Rewrite the lines below as a two-column CSV with the header note,points. Give one row for each "Reviewer note:" line, with that line in the first field and the points listed under it in the second. Quote each field, turn line breaks into spaces, cover every line, and leave the pictures out.
--------------------
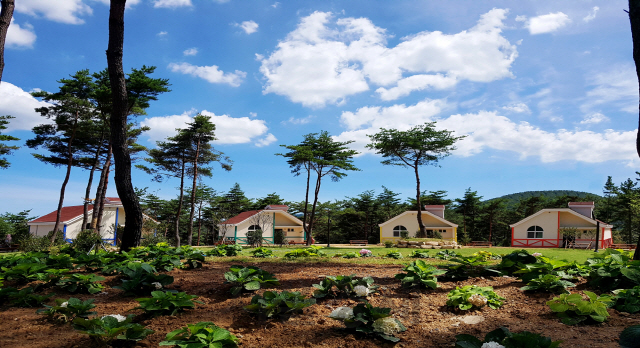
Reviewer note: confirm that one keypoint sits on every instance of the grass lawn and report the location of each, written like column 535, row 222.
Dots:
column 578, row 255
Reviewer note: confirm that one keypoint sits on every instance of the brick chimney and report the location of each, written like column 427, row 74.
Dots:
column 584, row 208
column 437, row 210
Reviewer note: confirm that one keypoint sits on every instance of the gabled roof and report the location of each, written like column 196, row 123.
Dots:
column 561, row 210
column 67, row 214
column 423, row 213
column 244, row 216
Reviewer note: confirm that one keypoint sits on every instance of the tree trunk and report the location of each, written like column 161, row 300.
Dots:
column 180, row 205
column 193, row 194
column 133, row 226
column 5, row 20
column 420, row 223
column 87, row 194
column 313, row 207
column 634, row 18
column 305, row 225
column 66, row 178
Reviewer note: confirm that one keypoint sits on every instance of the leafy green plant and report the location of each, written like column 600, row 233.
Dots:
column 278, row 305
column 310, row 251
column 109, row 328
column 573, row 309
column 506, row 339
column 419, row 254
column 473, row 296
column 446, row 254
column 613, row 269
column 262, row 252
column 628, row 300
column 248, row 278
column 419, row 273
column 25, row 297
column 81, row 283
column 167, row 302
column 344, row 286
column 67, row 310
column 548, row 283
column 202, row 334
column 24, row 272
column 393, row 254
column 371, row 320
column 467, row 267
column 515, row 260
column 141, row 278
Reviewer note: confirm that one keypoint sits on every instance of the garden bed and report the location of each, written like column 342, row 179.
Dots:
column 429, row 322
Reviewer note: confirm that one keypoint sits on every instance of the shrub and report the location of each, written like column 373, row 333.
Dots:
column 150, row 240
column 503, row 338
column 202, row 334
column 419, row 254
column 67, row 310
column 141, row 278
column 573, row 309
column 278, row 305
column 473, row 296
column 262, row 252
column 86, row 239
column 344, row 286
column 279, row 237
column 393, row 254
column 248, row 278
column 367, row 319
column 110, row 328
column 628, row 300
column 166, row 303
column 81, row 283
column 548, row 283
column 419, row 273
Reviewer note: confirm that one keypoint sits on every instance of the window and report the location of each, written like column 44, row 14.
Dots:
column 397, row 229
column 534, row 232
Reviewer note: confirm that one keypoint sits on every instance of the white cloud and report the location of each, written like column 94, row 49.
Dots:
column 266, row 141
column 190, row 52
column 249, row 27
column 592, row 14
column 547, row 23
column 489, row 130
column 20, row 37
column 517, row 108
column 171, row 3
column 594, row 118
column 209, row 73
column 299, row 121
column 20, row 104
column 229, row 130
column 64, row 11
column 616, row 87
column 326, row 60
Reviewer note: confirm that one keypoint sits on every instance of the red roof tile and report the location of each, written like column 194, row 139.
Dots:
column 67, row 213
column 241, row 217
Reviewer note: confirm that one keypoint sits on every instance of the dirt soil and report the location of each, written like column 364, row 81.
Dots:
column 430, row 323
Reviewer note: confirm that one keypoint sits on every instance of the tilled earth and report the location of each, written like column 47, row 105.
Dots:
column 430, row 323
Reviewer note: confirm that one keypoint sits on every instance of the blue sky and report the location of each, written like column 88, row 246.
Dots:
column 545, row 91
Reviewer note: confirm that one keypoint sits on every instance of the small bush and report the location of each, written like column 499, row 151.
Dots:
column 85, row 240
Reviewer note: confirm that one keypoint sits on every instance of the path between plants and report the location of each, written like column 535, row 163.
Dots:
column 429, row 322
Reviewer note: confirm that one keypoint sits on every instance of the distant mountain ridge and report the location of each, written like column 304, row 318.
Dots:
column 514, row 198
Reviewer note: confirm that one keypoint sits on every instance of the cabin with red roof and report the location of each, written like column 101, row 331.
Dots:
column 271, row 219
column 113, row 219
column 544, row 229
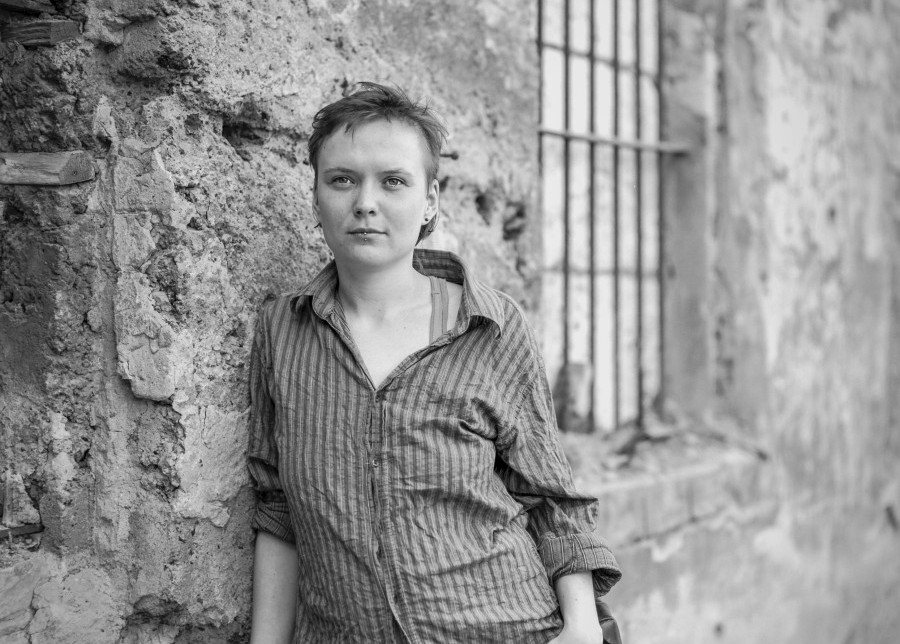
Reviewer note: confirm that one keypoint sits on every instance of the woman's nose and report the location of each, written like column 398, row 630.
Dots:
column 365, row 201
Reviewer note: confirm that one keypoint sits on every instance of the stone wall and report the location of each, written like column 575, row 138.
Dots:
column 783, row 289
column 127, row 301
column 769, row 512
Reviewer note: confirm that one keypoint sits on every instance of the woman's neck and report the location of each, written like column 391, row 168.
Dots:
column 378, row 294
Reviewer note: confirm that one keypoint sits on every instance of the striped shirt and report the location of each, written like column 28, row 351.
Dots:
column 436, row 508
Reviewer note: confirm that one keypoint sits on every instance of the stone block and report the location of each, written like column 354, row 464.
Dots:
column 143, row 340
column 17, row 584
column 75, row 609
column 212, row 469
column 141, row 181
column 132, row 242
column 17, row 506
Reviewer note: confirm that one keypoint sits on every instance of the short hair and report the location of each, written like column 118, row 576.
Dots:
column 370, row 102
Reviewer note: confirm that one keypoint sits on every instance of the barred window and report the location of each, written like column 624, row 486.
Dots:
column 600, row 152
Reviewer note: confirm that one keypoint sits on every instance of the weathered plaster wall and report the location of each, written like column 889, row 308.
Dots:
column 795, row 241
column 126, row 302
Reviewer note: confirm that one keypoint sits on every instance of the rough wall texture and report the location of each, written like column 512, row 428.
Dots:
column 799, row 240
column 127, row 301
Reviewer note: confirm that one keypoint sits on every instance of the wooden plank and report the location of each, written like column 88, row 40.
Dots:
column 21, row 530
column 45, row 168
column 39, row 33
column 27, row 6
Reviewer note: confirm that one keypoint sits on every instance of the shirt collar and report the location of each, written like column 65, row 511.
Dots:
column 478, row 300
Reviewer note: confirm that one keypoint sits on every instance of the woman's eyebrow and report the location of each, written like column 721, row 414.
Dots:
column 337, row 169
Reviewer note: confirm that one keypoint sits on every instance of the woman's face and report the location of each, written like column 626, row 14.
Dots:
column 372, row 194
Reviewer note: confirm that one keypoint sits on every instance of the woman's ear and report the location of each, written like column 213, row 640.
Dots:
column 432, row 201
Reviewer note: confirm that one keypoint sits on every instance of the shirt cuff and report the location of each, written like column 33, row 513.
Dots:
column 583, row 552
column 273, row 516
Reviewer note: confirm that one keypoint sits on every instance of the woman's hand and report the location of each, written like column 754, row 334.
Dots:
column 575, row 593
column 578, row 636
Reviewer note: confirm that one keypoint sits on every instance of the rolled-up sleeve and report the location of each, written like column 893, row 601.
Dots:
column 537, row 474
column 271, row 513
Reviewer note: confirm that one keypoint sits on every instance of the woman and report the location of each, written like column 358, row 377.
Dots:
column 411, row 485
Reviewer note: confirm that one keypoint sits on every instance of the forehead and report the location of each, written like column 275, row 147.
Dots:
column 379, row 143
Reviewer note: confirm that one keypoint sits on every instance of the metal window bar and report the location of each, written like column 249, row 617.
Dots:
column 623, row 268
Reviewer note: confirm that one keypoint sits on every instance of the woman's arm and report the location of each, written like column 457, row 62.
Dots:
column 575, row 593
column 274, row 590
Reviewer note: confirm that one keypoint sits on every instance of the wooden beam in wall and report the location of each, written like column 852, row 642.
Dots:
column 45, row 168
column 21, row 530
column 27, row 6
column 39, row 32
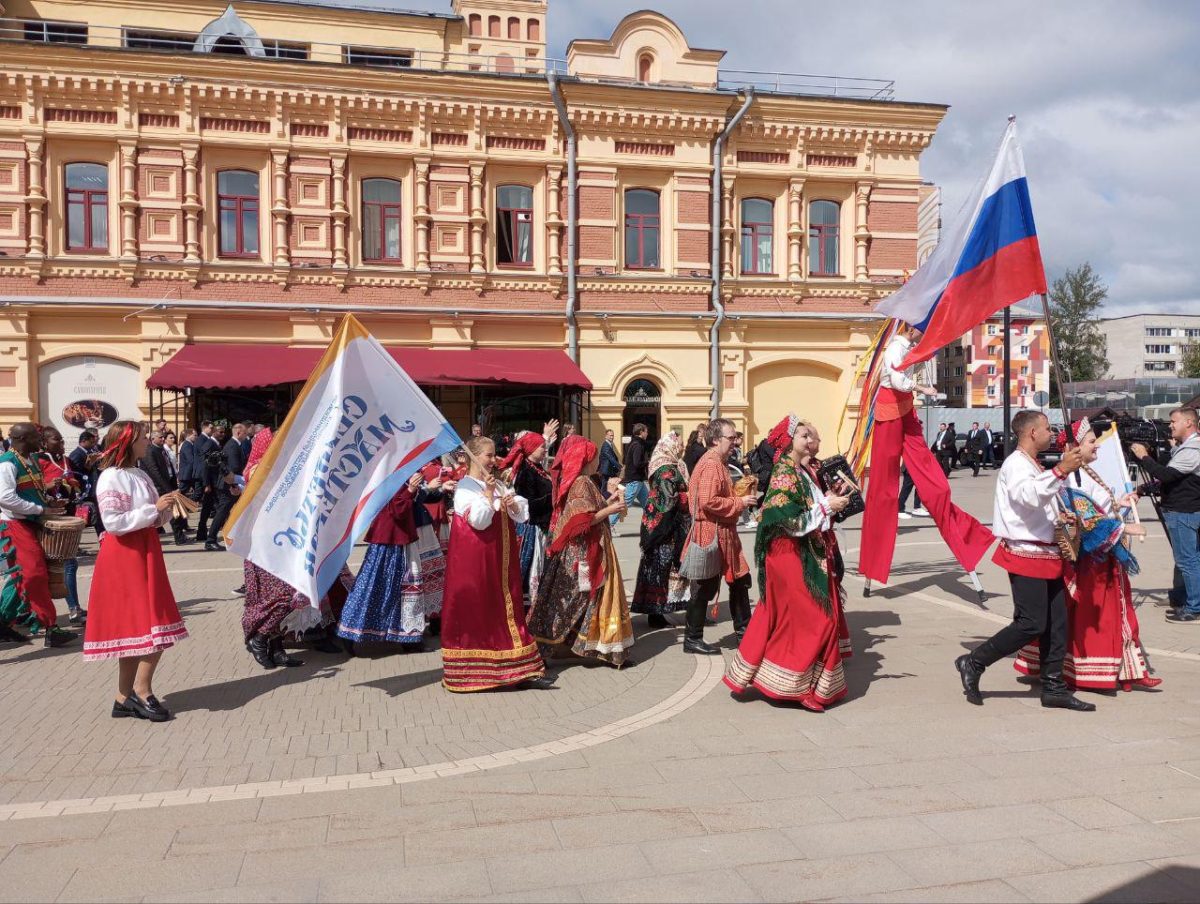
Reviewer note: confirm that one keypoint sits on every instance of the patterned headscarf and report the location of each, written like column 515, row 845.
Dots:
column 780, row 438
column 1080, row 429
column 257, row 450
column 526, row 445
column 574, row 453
--------------------
- [Response to this exercise]
note,points
"Reviewer note: confirm that one keypoint sits on every instance of the grass lawn and report the location of each, written like column 535, row 222. Dots:","column 578, row 255"
"Reviewer note: confirm that one keypoint sits on every instance of the brick chimney and report the location of each, written like column 427, row 74. Dots:","column 584, row 208 column 437, row 210"
"Reviewer note: confirm that one keypoint sits on every instance of the gabled roof and report the location of each, written like column 196, row 123. Dots:","column 561, row 210 column 67, row 214 column 423, row 213 column 244, row 216"
"Reviewer note: confirm that one keypoint sits on every instance of the tree trunk and report the location of each, written like column 161, row 300. Dots:","column 180, row 205 column 193, row 194 column 133, row 226 column 5, row 20 column 420, row 223 column 87, row 194 column 313, row 207 column 634, row 18 column 305, row 225 column 66, row 178"
"Reviewer note: confirm that one keypoint sits on every instance of the leafy green plant and report the location of each, written like column 600, row 233. Dots:","column 278, row 305 column 310, row 251 column 109, row 328 column 573, row 309 column 506, row 339 column 419, row 254 column 473, row 296 column 446, row 254 column 613, row 269 column 262, row 252 column 628, row 300 column 248, row 278 column 419, row 273 column 25, row 297 column 81, row 283 column 167, row 302 column 344, row 286 column 67, row 310 column 548, row 283 column 202, row 334 column 24, row 272 column 393, row 254 column 371, row 320 column 467, row 267 column 515, row 260 column 141, row 278"
"Reviewer note: confirm that one keypoint sits on every instance of the garden bed and report the location of each, written like column 342, row 179. Dots:","column 429, row 322"
"Reviewer note: confirm that one keypoint sits on every instance of the shrub and report the location of each, written like column 373, row 333. Dots:","column 150, row 240 column 503, row 338 column 202, row 334 column 419, row 254 column 67, row 310 column 141, row 278 column 573, row 309 column 278, row 305 column 473, row 296 column 262, row 252 column 86, row 239 column 344, row 286 column 279, row 237 column 393, row 254 column 248, row 278 column 367, row 319 column 110, row 328 column 628, row 300 column 166, row 303 column 81, row 283 column 548, row 283 column 419, row 273"
"Reviewer note: confirm that one keypoint sits on every instance of the window and report the location of each, written like column 44, row 14. Dots:","column 397, row 229 column 534, row 232"
"Reviewer note: confirm that one keypoint sits on every instance of the white cloud and report the location of each, written like column 94, row 49. Dots:","column 266, row 141 column 190, row 52 column 249, row 27 column 592, row 14 column 547, row 23 column 489, row 130 column 20, row 37 column 517, row 108 column 171, row 3 column 594, row 118 column 209, row 73 column 299, row 121 column 20, row 104 column 229, row 130 column 64, row 11 column 616, row 87 column 326, row 60"
"Reviewer note: confirm that one keypoint sits on every instance of the red roof tile and report the location of each, written like column 194, row 139. Dots:","column 67, row 213 column 241, row 217"
"Reviewer note: confirm that one keypoint sits on every instance of the dirt soil and report the location of each, written like column 364, row 81. Dots:","column 430, row 323"
"Reviewer note: confirm that one keypoint sits on every instance of the tilled earth and report the location of each, written like column 47, row 105. Dots:","column 430, row 323"
"Reviewer note: confirm that one keypoint sits on every instance of the blue sky and report the location of each, written like column 88, row 246. Dots:","column 545, row 91"
"Reviewer note: confirm that one keypoint sits on every instance of the small bush and report the location of each, written like column 499, row 151. Dots:","column 85, row 240"
"Reviewer note: confirm that one keypoint sits on every instance of the path between plants and report the location of each, written like column 535, row 163. Dots:","column 429, row 322"
"Reviewer note: confirm that one keypoint sits on every instance of the distant mountain ridge and report the location of each, written like column 304, row 318. Dots:","column 514, row 198"
"Reviewer note: confirm that one keypoint sits on every instance of the cabin with red roof and report the location of each, written like column 101, row 331. Dots:","column 271, row 219 column 113, row 219 column 544, row 229"
"Reviewer note: confirm that one keypoint sits on every instance of the woman's nose and report the location of each, written like column 398, row 630. Dots:","column 365, row 201"
"Reviewer note: confirm that one keypoint sits on every instance of the stone wall and report the location of each, written like column 575, row 138. Dots:","column 783, row 289 column 127, row 301 column 769, row 512"
"Reviewer note: confirm that one keypoint sits on every instance of the woman's neck and report the location of each, written like column 391, row 168. Dots:","column 378, row 294"
"Reviewer note: confirm that one keypoint sits on every instance of the striped shirt and report the location of each, written like column 28, row 351. Dots:","column 436, row 508"
"Reviewer note: confirm that one keypoint sits on every instance of the stone block and report the location of each, written like column 354, row 464. Dots:","column 143, row 340 column 17, row 584 column 75, row 609 column 212, row 469 column 141, row 181 column 132, row 242 column 17, row 506"
"Reviewer note: confirm that one keypoint sits on every instance of the short hair and report the location of each, written like column 118, row 576. Dots:","column 370, row 102"
"Reviewer note: confirm that one keypoint sits on every instance of the barred window and report the location of each, written like column 624, row 486. Dots:","column 600, row 152"
"Reviewer note: confirm that one keypoint sits on every instance of the weathered plaster wall and report the location of each, written like column 889, row 308. Dots:","column 795, row 241 column 126, row 302"
"Reviewer note: confirm that one keypoint sits on every instance of the rough wall texture and report the location of each, written like column 512, row 428. Dots:","column 799, row 240 column 127, row 301"
"Reviewer note: confirm that one keypoint sits on every instance of the wooden plank and report the location of each, written like column 88, row 40. Dots:","column 21, row 530 column 45, row 168 column 39, row 33 column 27, row 6"
"Reviewer note: confirm that one keypoint sits on every instance of the shirt collar and report the location of each, written like column 65, row 511. Dots:","column 478, row 300"
"Reviewer note: confirm that one keypoint sits on every instance of the woman's eyebrow and report the location of each, written like column 721, row 414. Dots:","column 337, row 169"
"Reviewer note: confirm that one keypoint sits on every instance of the woman's face and report the location of each, written like column 626, row 14. Dots:","column 372, row 194"
"Reviewer note: confirm that one keypoint sits on every instance of the woman's ear and report the location of each, written like column 213, row 640. Dots:","column 432, row 201"
"Reviewer note: confirm that one keypoint sits on every instance of the shirt cuff and report the location of each, written like column 33, row 513. Dots:","column 583, row 552 column 273, row 516"
"Reviewer note: confirm that one keypoint sits on every instance of the woman's hand and report the location of each, written like column 754, row 334. Dots:","column 575, row 593 column 578, row 636"
"Reviewer note: confirm that one keypoint sits on every instance of the rolled-up sleeve and report the location of each, written like column 893, row 601. Dots:","column 537, row 474 column 271, row 513"
"Reviewer note: confirm that one keypoint sits on every instance of the woman and report the location of each, written like column 358, row 377. Dots:","column 411, row 485"
"Reviewer note: confirm that one keypoint sits on every instance of the forehead and report the location of each, written like column 275, row 147. Dots:","column 379, row 143"
"Reviewer note: confirm that one keypoint sits on every instance of the metal window bar and report the location of each, written like column 249, row 617. Dots:","column 623, row 268"
"Reviewer note: confirm that one keypoint sits on every instance of the woman's arm and report the location of each, written like column 457, row 62. Dots:","column 575, row 593 column 274, row 590"
"Reviewer note: confirm that one keypoint sits on every instance of the wooden beam in wall and report the location of each, written like column 852, row 642. Dots:","column 45, row 168 column 21, row 530 column 27, row 6 column 39, row 32"
"Reviewer note: confirm that one keypoint sits on every instance of the patterned headscarf and report the location of each, written like column 515, row 845. Dots:","column 780, row 438 column 1080, row 429 column 257, row 450 column 526, row 445 column 574, row 453"